● **EXERCISE TASK**
Render the lines as a two-column CSV with the headers instruction and bbox, starting at the top and going on through the line with "[120,183,144,213]". Put each text and the answer that follows it in one row, with each in its own quoted field and line breaks turned into spaces, and leave the picture out.

● **SUPPLIED RECORDS**
......

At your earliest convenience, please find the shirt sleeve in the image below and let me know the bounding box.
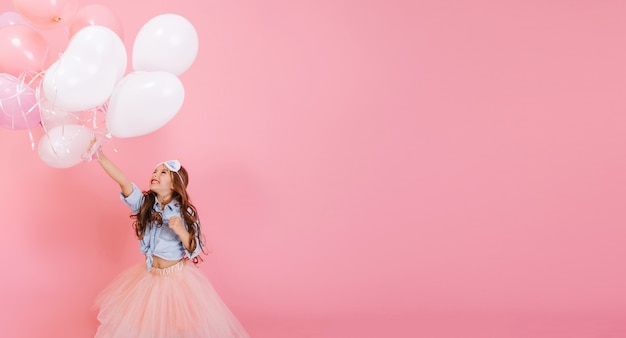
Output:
[120,183,144,213]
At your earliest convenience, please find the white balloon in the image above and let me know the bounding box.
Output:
[132,14,198,75]
[43,26,128,111]
[37,124,94,168]
[106,72,185,138]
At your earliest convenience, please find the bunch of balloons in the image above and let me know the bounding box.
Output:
[0,0,198,168]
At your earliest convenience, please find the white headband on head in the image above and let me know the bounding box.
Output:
[154,160,185,186]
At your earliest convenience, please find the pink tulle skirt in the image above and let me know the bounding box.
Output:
[96,261,249,338]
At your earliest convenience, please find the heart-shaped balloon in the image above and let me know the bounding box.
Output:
[106,72,185,138]
[0,73,41,129]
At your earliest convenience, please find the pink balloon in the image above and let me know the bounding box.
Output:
[0,74,41,129]
[0,25,48,76]
[70,4,124,39]
[13,0,78,29]
[0,12,28,28]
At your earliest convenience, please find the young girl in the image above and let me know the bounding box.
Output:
[91,150,248,338]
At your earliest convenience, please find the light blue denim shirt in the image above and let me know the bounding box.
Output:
[120,183,202,271]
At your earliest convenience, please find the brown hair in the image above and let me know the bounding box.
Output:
[130,167,206,263]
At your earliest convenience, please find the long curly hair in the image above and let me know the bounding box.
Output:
[130,167,207,263]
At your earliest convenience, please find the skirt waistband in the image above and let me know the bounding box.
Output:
[150,260,185,276]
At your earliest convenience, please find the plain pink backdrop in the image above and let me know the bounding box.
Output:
[0,0,626,338]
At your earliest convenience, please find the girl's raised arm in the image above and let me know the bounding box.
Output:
[97,151,133,197]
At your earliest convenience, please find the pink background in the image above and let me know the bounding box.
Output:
[0,0,626,338]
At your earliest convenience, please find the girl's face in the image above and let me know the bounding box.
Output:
[150,164,174,194]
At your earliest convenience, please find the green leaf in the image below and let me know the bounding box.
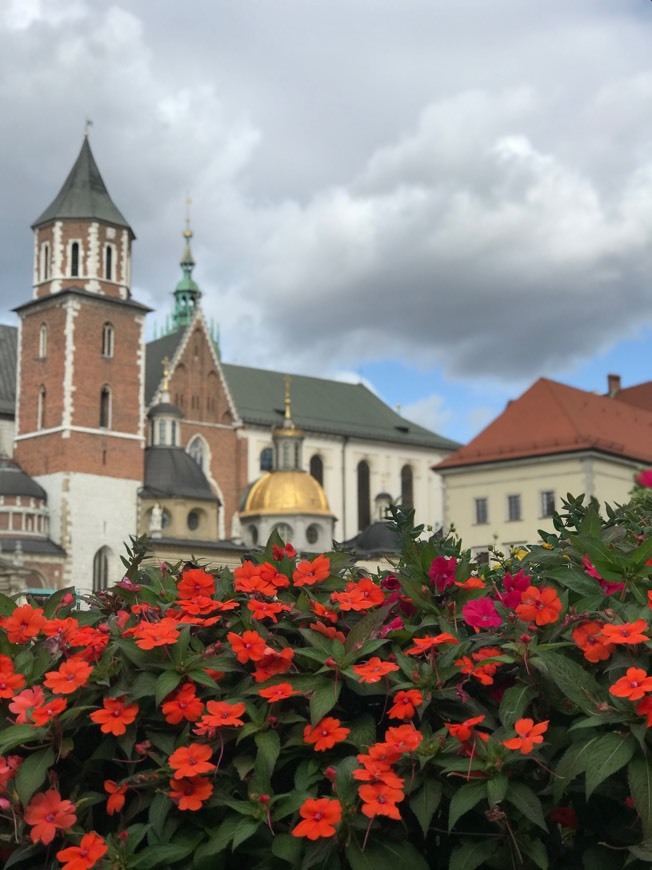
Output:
[16,747,54,807]
[498,683,537,728]
[505,780,548,831]
[155,671,183,707]
[586,734,635,800]
[448,782,487,831]
[310,680,342,725]
[409,776,442,837]
[448,838,496,870]
[233,818,261,852]
[627,758,652,840]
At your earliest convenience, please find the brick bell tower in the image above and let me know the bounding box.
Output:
[15,134,149,591]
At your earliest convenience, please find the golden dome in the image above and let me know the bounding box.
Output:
[240,471,332,519]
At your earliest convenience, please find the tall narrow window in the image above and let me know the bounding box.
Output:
[102,323,115,356]
[36,384,47,429]
[358,459,371,531]
[401,465,414,508]
[100,386,111,429]
[308,453,324,488]
[38,323,48,359]
[93,547,109,592]
[70,242,79,278]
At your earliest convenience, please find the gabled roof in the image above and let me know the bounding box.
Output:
[32,136,133,236]
[0,323,18,417]
[435,378,652,471]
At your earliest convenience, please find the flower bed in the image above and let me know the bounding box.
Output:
[0,493,652,870]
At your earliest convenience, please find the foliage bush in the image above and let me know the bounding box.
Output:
[0,491,652,870]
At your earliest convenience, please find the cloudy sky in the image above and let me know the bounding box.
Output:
[0,0,652,441]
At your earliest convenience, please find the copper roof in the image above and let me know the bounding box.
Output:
[435,378,652,470]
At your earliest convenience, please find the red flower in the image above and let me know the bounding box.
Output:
[25,788,77,846]
[168,743,215,779]
[290,798,342,840]
[292,556,331,586]
[353,656,398,683]
[57,831,108,870]
[104,779,127,816]
[387,689,423,719]
[43,659,93,695]
[90,695,138,737]
[503,719,548,755]
[168,776,213,811]
[303,716,350,752]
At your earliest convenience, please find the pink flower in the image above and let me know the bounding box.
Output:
[462,598,503,628]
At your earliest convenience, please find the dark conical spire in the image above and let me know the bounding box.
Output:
[32,132,133,236]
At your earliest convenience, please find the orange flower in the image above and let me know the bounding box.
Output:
[200,701,246,728]
[385,723,423,752]
[168,776,213,810]
[43,659,93,695]
[91,695,138,737]
[57,831,108,870]
[387,689,423,719]
[571,621,616,663]
[32,698,68,728]
[609,668,652,701]
[292,556,331,586]
[161,683,204,725]
[358,782,405,819]
[405,631,459,656]
[168,743,215,779]
[303,716,350,752]
[131,616,179,650]
[290,798,342,840]
[516,586,562,625]
[104,779,127,816]
[258,683,301,704]
[227,631,267,665]
[503,719,548,755]
[602,619,650,644]
[353,656,398,683]
[177,568,215,598]
[25,788,77,846]
[0,604,47,643]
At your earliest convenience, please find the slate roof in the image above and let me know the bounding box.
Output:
[435,378,652,471]
[32,137,133,237]
[0,323,18,417]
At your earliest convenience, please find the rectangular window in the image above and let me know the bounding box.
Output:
[475,498,489,526]
[507,495,521,523]
[541,489,555,517]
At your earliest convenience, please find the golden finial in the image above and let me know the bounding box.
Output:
[163,357,170,393]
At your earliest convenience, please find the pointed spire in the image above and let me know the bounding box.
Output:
[32,135,134,237]
[172,198,201,332]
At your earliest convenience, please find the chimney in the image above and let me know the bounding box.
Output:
[607,375,620,399]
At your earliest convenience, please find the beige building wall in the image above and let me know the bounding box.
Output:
[441,451,640,555]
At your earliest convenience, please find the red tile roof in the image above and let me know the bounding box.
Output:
[435,378,652,470]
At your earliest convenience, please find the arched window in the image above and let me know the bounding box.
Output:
[93,547,109,592]
[36,384,47,429]
[100,385,111,429]
[70,242,79,278]
[401,465,414,508]
[102,323,115,356]
[104,245,113,281]
[358,459,371,531]
[38,323,48,359]
[308,453,324,490]
[188,435,206,468]
[260,447,274,471]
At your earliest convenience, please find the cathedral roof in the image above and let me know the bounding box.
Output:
[141,447,218,501]
[32,136,133,235]
[240,471,332,519]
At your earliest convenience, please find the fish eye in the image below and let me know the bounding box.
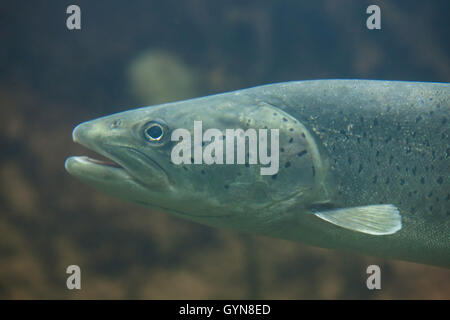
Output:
[145,122,165,142]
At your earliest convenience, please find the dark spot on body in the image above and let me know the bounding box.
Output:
[297,150,308,157]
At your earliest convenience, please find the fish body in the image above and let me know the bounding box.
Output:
[65,80,450,267]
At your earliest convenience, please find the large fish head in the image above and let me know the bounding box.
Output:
[65,92,326,228]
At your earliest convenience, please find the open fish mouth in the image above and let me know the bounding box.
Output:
[74,156,124,169]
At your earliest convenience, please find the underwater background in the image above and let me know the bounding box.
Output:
[0,0,450,299]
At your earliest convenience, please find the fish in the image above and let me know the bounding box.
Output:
[65,79,450,268]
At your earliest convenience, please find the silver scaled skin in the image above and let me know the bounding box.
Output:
[65,80,450,268]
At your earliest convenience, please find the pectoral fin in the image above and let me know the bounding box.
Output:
[314,204,402,235]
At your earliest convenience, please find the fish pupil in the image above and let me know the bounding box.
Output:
[147,124,163,140]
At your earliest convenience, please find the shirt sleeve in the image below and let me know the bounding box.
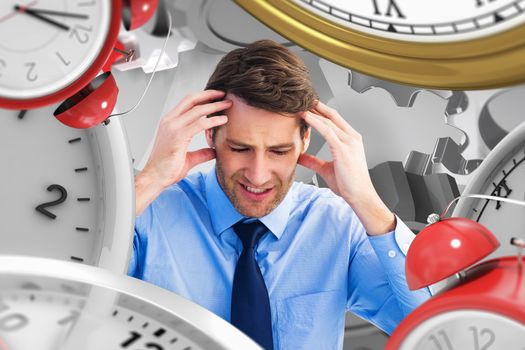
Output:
[128,205,152,279]
[347,213,431,334]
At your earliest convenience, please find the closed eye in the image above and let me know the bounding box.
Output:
[230,147,248,152]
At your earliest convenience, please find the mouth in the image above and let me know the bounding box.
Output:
[239,182,273,201]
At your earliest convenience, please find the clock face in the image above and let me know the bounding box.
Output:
[235,0,525,90]
[0,256,260,350]
[289,0,525,42]
[400,310,525,350]
[452,120,525,259]
[0,0,111,99]
[0,106,133,270]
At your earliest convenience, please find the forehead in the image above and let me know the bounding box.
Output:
[220,94,300,145]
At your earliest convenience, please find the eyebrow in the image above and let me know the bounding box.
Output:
[226,139,295,148]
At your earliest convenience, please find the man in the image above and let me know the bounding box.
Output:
[129,40,430,349]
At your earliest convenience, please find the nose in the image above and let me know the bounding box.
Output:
[244,153,272,187]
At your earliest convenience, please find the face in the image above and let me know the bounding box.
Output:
[206,94,310,217]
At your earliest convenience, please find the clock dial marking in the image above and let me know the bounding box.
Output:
[68,137,82,143]
[289,0,525,41]
[25,62,38,82]
[56,51,71,67]
[0,0,111,101]
[0,59,7,78]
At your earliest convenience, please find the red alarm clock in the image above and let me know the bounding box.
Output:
[0,0,158,128]
[386,218,525,350]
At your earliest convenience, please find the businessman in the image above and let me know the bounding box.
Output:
[128,40,430,349]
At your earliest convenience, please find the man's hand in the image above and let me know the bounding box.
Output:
[298,101,395,235]
[135,90,232,215]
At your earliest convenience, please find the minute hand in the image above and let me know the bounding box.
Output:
[15,5,69,31]
[15,5,89,19]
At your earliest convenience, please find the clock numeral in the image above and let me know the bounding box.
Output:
[428,330,454,350]
[372,0,406,18]
[35,184,67,219]
[25,62,38,81]
[468,326,496,350]
[0,59,7,78]
[69,24,93,44]
[492,180,512,210]
[0,313,29,331]
[18,109,27,119]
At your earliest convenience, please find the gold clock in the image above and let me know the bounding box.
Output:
[235,0,525,90]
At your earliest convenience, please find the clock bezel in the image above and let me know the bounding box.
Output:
[386,256,525,350]
[235,0,525,90]
[0,255,260,350]
[0,0,122,109]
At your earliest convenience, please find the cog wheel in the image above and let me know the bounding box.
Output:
[114,1,197,74]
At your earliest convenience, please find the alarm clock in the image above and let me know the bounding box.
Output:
[0,256,260,350]
[0,0,122,109]
[386,218,525,350]
[0,105,135,273]
[452,122,525,258]
[235,0,525,90]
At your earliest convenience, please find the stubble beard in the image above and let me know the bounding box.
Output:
[216,158,295,218]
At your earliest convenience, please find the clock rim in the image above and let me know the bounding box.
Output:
[234,0,525,90]
[386,256,525,350]
[0,255,260,350]
[0,0,122,109]
[452,121,525,218]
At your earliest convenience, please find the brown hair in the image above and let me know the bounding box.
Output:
[205,40,318,138]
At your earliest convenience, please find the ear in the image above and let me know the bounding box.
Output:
[301,127,312,153]
[204,128,216,148]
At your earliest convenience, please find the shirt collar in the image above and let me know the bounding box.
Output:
[205,167,294,239]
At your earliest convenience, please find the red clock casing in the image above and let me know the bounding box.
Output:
[0,0,122,109]
[386,256,525,350]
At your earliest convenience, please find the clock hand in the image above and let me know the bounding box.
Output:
[15,5,69,31]
[0,0,38,23]
[15,5,89,19]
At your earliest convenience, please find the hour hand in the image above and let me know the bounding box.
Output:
[15,5,70,31]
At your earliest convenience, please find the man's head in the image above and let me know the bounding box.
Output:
[206,40,317,217]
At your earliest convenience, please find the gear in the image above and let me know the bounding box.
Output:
[114,1,197,73]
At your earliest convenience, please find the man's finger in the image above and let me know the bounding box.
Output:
[186,148,215,171]
[168,90,226,116]
[297,153,326,175]
[187,115,228,137]
[302,111,349,148]
[173,100,233,127]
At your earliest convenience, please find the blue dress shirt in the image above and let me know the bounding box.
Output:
[128,168,430,349]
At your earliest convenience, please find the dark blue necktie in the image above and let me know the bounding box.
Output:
[231,220,273,350]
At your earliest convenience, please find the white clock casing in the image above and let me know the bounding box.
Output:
[452,119,525,259]
[0,0,112,99]
[0,256,260,350]
[0,106,135,273]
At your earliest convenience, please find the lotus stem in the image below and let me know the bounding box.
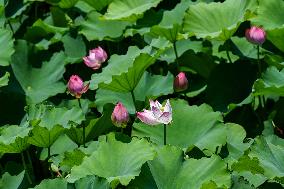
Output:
[130,90,137,112]
[26,150,34,182]
[21,152,33,184]
[257,45,266,108]
[47,146,54,178]
[78,98,86,148]
[173,41,180,72]
[225,41,233,64]
[164,124,167,145]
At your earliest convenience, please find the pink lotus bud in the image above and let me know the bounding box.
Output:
[136,100,172,125]
[174,72,188,92]
[246,26,266,45]
[67,75,89,98]
[111,102,129,128]
[83,47,107,70]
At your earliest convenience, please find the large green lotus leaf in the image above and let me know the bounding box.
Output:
[266,27,284,52]
[150,0,192,42]
[159,39,203,63]
[12,41,66,103]
[0,125,31,153]
[231,155,264,175]
[0,171,25,189]
[30,178,67,189]
[80,0,113,11]
[231,37,257,59]
[28,125,64,148]
[0,28,14,66]
[0,72,10,87]
[184,0,256,41]
[150,24,181,43]
[28,105,84,147]
[253,66,284,96]
[62,35,86,63]
[226,123,251,164]
[127,163,157,189]
[96,72,173,113]
[75,176,110,189]
[249,135,284,184]
[39,134,78,161]
[133,100,226,152]
[58,0,78,9]
[0,0,5,28]
[67,134,154,188]
[99,54,157,92]
[134,72,174,101]
[81,104,117,141]
[104,0,162,21]
[29,17,68,34]
[66,119,99,145]
[95,89,135,114]
[80,11,131,41]
[90,46,153,92]
[148,146,231,189]
[251,0,284,30]
[29,105,85,130]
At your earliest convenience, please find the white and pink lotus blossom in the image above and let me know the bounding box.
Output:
[111,102,129,128]
[67,75,89,98]
[83,47,107,70]
[245,26,266,45]
[137,100,172,125]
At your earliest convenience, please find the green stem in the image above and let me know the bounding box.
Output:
[26,150,35,181]
[21,152,32,184]
[226,48,233,64]
[257,45,261,77]
[257,45,266,108]
[47,146,54,178]
[7,20,15,36]
[130,90,137,112]
[164,124,167,145]
[78,98,86,148]
[173,41,180,72]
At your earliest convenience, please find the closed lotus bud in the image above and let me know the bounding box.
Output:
[246,26,266,45]
[174,72,188,92]
[111,102,129,128]
[67,75,89,98]
[83,47,107,70]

......

● **REPLY TO THE TASK**
instruction,bbox
"At your earliest convenience, please find the shirt sleeve in the image below and let me know the bounding box. Output:","[120,183,144,213]"